ASSIGNMENT >> Lines from the records below that contain the word "front" are to be copied out.

Stored data entries >>
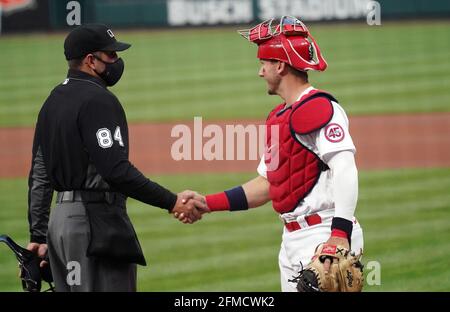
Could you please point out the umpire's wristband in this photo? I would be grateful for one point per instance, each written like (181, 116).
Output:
(233, 200)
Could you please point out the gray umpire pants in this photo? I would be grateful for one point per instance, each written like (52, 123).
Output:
(68, 239)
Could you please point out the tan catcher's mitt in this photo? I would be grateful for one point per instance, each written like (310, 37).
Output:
(345, 273)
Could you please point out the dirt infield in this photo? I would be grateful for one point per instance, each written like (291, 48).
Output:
(394, 141)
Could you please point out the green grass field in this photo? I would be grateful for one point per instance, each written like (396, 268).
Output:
(404, 213)
(212, 73)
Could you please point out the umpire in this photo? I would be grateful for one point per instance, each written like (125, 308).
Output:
(80, 150)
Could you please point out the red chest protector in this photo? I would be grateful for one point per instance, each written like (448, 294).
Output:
(292, 169)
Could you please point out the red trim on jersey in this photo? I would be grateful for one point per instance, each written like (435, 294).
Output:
(218, 202)
(339, 233)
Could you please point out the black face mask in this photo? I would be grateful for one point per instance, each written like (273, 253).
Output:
(113, 71)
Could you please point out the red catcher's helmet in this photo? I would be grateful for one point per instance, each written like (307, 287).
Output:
(287, 40)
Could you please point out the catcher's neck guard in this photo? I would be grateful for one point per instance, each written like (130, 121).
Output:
(288, 40)
(31, 273)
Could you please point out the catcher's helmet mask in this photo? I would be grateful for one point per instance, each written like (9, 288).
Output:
(31, 273)
(287, 40)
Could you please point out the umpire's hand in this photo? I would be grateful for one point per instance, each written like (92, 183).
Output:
(40, 250)
(188, 207)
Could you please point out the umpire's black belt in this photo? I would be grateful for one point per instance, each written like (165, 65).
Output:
(90, 197)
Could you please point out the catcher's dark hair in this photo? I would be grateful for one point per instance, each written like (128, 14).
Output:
(298, 73)
(75, 63)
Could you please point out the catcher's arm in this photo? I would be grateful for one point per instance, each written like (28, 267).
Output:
(252, 194)
(345, 185)
(257, 191)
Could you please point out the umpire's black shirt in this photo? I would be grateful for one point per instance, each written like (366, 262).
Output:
(81, 143)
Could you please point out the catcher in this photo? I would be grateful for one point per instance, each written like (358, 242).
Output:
(308, 169)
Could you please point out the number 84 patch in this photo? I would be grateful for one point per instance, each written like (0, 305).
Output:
(334, 133)
(105, 140)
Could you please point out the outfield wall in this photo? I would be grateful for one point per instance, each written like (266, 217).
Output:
(32, 15)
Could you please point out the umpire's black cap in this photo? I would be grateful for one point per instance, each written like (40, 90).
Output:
(89, 38)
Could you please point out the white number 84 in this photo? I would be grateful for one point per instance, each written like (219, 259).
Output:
(104, 137)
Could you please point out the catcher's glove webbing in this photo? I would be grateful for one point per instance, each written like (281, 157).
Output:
(31, 273)
(345, 273)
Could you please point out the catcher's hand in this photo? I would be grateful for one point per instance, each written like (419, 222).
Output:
(345, 272)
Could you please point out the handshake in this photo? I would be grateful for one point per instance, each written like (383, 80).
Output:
(190, 207)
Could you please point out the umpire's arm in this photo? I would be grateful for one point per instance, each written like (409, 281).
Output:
(40, 195)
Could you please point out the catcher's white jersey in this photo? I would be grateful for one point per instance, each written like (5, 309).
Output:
(297, 247)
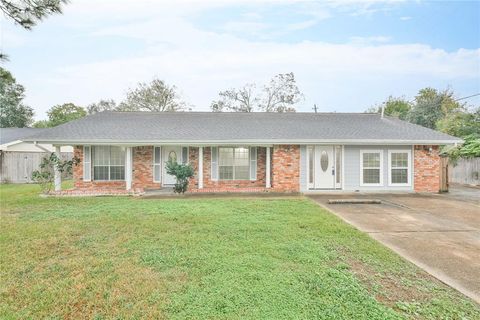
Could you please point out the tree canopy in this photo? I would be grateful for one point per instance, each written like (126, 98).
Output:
(13, 112)
(279, 95)
(102, 105)
(154, 96)
(27, 13)
(395, 107)
(63, 113)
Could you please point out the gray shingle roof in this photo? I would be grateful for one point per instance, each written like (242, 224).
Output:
(13, 134)
(204, 127)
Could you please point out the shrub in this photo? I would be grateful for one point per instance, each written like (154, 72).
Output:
(469, 149)
(45, 175)
(182, 173)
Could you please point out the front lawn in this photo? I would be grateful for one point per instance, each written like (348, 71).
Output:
(202, 258)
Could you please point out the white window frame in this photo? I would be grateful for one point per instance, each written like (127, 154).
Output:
(87, 164)
(409, 168)
(361, 168)
(154, 164)
(92, 159)
(233, 178)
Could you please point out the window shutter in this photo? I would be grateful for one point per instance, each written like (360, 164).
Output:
(184, 155)
(214, 166)
(87, 163)
(253, 163)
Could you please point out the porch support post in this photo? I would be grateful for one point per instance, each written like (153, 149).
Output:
(57, 173)
(267, 169)
(200, 167)
(128, 168)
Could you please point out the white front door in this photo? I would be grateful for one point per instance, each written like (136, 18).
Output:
(170, 152)
(324, 167)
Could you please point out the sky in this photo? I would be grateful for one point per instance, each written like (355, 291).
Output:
(346, 55)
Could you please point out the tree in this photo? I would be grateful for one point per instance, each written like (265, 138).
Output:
(45, 175)
(280, 95)
(395, 107)
(41, 124)
(27, 13)
(469, 149)
(63, 113)
(461, 123)
(154, 96)
(237, 100)
(13, 113)
(431, 106)
(102, 105)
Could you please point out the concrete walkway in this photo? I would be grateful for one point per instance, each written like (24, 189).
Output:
(440, 232)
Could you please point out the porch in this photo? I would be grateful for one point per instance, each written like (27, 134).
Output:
(114, 169)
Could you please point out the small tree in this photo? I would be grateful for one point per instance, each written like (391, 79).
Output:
(45, 175)
(182, 173)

RESULT OF THIS TASK >>
Could you please point out the front lawn in this photo? I would be grateful for one point per instance, each written like (348, 71).
Could you please point out the white front door in this photo? I would be grateful for one point per instance, each written like (136, 18).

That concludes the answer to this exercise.